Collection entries

Content starts

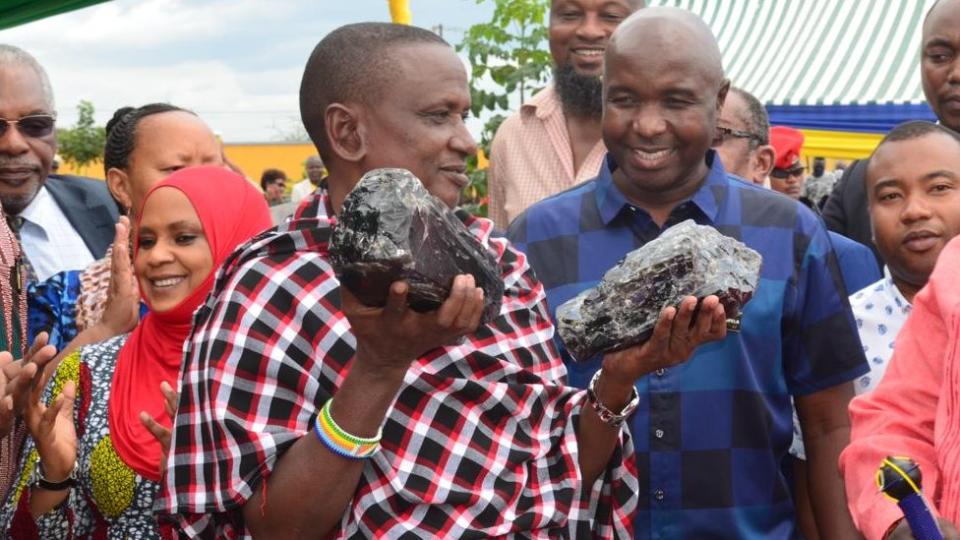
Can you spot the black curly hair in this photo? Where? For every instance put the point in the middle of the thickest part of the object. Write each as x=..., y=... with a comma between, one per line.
x=122, y=131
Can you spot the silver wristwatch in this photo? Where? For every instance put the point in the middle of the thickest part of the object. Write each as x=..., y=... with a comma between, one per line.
x=606, y=415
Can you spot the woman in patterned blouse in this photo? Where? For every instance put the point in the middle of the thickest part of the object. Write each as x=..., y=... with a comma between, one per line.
x=144, y=145
x=92, y=464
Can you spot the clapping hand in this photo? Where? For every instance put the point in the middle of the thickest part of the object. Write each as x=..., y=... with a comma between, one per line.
x=51, y=427
x=18, y=378
x=122, y=309
x=170, y=398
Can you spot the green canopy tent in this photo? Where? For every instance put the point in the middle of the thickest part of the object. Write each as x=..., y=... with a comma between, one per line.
x=17, y=12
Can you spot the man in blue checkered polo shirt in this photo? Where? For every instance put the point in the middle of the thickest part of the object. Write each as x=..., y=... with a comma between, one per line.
x=710, y=433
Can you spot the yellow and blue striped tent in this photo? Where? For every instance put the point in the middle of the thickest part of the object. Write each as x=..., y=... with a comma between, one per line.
x=842, y=71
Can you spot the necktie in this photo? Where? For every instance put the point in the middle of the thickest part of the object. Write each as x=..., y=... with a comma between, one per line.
x=25, y=271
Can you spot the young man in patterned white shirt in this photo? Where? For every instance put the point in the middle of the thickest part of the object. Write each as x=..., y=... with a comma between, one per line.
x=913, y=192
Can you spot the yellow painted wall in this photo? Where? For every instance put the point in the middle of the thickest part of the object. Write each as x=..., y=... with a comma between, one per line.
x=838, y=145
x=252, y=158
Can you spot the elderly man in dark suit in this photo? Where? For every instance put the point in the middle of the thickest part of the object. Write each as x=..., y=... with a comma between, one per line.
x=62, y=222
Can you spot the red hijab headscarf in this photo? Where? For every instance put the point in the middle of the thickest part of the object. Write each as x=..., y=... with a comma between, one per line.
x=231, y=211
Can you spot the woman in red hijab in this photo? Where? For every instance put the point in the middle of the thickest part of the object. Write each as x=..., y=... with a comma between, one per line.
x=91, y=467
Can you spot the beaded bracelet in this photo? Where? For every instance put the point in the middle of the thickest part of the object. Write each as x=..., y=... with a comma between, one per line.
x=339, y=441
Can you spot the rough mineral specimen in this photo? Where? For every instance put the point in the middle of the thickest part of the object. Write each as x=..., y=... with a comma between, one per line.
x=685, y=260
x=391, y=228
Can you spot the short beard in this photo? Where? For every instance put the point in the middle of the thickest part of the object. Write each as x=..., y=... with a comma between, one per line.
x=580, y=96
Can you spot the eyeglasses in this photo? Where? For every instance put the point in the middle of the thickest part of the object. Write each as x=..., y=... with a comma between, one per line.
x=726, y=132
x=783, y=174
x=34, y=126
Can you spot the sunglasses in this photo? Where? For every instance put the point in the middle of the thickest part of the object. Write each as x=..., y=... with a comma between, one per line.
x=34, y=126
x=783, y=174
x=726, y=132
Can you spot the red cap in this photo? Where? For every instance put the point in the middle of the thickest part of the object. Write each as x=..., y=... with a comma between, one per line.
x=787, y=143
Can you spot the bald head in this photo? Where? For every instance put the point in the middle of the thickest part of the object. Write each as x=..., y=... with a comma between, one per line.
x=354, y=63
x=674, y=32
x=663, y=90
x=940, y=61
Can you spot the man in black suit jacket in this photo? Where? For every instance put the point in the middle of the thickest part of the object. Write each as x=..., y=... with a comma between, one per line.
x=846, y=209
x=63, y=222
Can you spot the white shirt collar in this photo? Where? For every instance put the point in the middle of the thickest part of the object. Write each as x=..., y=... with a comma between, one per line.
x=41, y=205
x=901, y=301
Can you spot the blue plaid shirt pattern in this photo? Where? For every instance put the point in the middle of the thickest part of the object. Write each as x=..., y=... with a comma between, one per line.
x=711, y=434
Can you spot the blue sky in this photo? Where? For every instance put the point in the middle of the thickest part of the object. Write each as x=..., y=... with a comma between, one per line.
x=235, y=62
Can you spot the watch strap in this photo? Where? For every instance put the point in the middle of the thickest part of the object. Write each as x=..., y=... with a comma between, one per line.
x=66, y=483
x=606, y=415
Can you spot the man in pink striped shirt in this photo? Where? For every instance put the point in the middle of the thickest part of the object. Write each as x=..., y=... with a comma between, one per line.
x=914, y=412
x=553, y=141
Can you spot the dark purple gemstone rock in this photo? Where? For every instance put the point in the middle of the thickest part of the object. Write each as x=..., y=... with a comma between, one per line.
x=391, y=228
x=685, y=260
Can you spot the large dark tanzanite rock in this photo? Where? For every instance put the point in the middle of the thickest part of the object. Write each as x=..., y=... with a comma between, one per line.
x=391, y=228
x=686, y=260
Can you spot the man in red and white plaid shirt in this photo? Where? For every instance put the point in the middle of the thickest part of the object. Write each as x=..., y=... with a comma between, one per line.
x=479, y=438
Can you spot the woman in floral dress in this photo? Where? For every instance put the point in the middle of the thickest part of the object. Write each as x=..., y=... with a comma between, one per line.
x=92, y=464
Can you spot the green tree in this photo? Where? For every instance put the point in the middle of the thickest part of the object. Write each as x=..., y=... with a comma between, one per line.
x=83, y=143
x=510, y=61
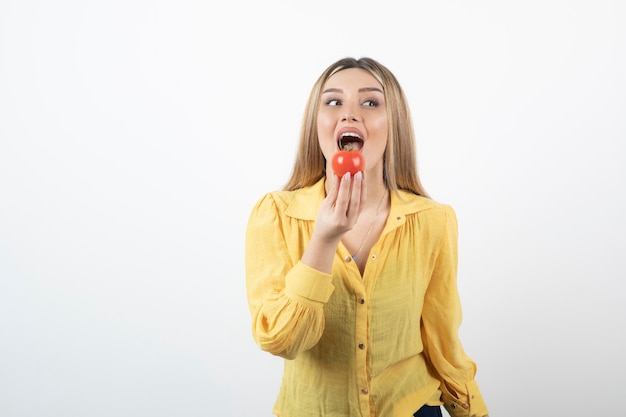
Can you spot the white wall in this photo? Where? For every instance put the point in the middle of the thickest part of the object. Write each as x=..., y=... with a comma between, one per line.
x=136, y=135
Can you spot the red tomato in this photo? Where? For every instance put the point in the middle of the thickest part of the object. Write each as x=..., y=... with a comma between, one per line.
x=348, y=161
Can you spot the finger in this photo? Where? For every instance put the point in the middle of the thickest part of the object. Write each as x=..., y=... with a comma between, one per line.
x=343, y=195
x=357, y=196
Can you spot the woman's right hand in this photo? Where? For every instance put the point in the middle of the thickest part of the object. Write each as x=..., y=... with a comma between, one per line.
x=337, y=214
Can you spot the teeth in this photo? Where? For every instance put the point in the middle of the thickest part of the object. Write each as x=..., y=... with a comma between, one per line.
x=350, y=134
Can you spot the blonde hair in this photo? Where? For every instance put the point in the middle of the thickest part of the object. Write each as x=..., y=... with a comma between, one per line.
x=399, y=159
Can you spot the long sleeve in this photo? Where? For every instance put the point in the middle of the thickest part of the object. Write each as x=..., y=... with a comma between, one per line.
x=285, y=296
x=441, y=320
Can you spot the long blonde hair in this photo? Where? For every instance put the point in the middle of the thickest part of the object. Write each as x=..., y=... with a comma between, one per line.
x=399, y=160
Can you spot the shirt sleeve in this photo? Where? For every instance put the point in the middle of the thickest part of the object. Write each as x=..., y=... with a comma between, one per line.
x=285, y=296
x=441, y=319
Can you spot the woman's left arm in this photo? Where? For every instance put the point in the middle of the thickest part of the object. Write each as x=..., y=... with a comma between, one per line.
x=441, y=319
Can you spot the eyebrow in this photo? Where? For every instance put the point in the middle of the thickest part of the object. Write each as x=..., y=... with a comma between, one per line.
x=361, y=90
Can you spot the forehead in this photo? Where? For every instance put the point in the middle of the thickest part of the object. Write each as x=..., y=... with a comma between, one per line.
x=352, y=78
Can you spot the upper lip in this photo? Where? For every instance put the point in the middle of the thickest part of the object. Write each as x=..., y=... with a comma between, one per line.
x=349, y=132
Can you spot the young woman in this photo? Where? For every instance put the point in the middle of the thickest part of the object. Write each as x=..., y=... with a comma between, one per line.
x=353, y=280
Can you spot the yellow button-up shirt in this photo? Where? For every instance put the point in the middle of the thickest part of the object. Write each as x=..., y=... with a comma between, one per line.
x=382, y=344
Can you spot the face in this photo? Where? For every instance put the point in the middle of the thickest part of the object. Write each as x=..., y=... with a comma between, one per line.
x=352, y=109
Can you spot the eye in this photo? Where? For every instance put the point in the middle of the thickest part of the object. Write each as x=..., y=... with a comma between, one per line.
x=371, y=103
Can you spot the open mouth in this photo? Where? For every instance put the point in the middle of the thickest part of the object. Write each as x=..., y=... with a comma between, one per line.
x=350, y=141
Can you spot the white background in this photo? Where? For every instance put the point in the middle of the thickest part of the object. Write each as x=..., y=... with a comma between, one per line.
x=135, y=136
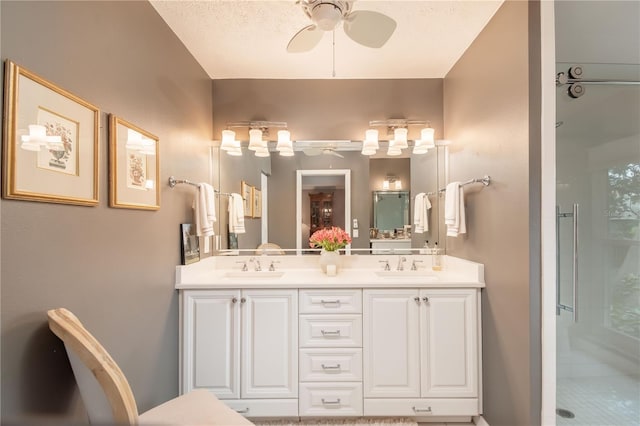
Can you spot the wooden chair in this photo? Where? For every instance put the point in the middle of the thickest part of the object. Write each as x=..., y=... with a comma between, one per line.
x=106, y=392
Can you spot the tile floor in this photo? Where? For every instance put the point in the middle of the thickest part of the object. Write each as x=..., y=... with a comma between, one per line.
x=596, y=393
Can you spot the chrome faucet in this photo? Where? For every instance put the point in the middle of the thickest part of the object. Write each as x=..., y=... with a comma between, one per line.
x=414, y=267
x=258, y=267
x=401, y=260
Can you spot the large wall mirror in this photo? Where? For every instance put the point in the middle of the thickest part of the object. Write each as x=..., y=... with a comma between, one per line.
x=355, y=183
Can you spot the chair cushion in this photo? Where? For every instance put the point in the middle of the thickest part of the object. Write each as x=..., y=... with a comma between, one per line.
x=198, y=407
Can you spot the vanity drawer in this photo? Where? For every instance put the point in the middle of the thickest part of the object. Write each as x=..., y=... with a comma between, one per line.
x=331, y=331
x=331, y=399
x=330, y=365
x=330, y=301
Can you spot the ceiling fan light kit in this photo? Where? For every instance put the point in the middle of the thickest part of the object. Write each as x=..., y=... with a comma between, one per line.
x=366, y=27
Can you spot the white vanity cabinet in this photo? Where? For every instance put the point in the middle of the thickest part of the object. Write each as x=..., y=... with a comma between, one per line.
x=421, y=355
x=243, y=346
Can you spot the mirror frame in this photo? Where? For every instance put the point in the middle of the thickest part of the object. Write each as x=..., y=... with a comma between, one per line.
x=346, y=173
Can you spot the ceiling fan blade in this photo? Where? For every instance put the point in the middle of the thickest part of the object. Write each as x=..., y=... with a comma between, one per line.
x=312, y=151
x=305, y=39
x=369, y=28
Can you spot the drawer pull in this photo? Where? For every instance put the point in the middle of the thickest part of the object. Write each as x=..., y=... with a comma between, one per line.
x=331, y=367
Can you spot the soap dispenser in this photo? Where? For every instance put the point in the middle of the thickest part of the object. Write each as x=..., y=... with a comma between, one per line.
x=436, y=258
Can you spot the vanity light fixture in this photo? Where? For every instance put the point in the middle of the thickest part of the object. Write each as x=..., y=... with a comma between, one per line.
x=37, y=139
x=390, y=179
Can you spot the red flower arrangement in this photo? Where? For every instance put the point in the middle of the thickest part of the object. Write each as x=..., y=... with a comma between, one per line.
x=330, y=239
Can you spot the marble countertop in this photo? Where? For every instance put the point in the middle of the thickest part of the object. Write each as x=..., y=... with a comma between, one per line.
x=356, y=271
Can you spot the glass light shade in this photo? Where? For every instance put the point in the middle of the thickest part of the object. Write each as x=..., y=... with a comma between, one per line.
x=393, y=149
x=255, y=139
x=420, y=149
x=400, y=137
x=426, y=137
x=228, y=140
x=284, y=141
x=371, y=138
x=262, y=152
x=286, y=152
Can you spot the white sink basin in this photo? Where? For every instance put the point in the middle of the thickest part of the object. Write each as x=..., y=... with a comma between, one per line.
x=254, y=274
x=419, y=274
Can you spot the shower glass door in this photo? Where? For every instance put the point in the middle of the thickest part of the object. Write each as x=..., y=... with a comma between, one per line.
x=598, y=237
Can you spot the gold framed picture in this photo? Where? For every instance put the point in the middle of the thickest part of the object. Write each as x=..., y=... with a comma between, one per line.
x=246, y=191
x=257, y=203
x=50, y=143
x=134, y=166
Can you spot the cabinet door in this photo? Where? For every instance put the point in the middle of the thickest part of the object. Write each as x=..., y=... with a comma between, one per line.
x=269, y=344
x=449, y=341
x=390, y=344
x=211, y=343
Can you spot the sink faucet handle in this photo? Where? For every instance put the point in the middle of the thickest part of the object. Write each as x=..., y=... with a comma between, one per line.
x=386, y=264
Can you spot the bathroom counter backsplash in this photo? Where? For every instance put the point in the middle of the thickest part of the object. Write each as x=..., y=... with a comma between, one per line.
x=355, y=271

Content ends

» Assignment
What are the lines from the one with "Can you spot the cabinet" through the last line of the records above? Quote them exactly and add nothing.

» Result for this task
Can you spot the cabinet door in this photo? Where? For every instance put the point in the middle of the thickest part of the object. Write each as x=..., y=... with a comma between, one per line.
x=269, y=344
x=449, y=341
x=390, y=344
x=211, y=343
Can you spot the sink faucet handle in this photo? Where? For every instance put the point in the middle of the thickest part of the object. Write each as x=..., y=... with a comma between, one per line.
x=386, y=264
Can you spot the bathroom counter backsplash in this photo? Where? For every instance put the point in the middle of the thickest part of the object. Write each as x=..., y=... with a comma between, one per line.
x=355, y=271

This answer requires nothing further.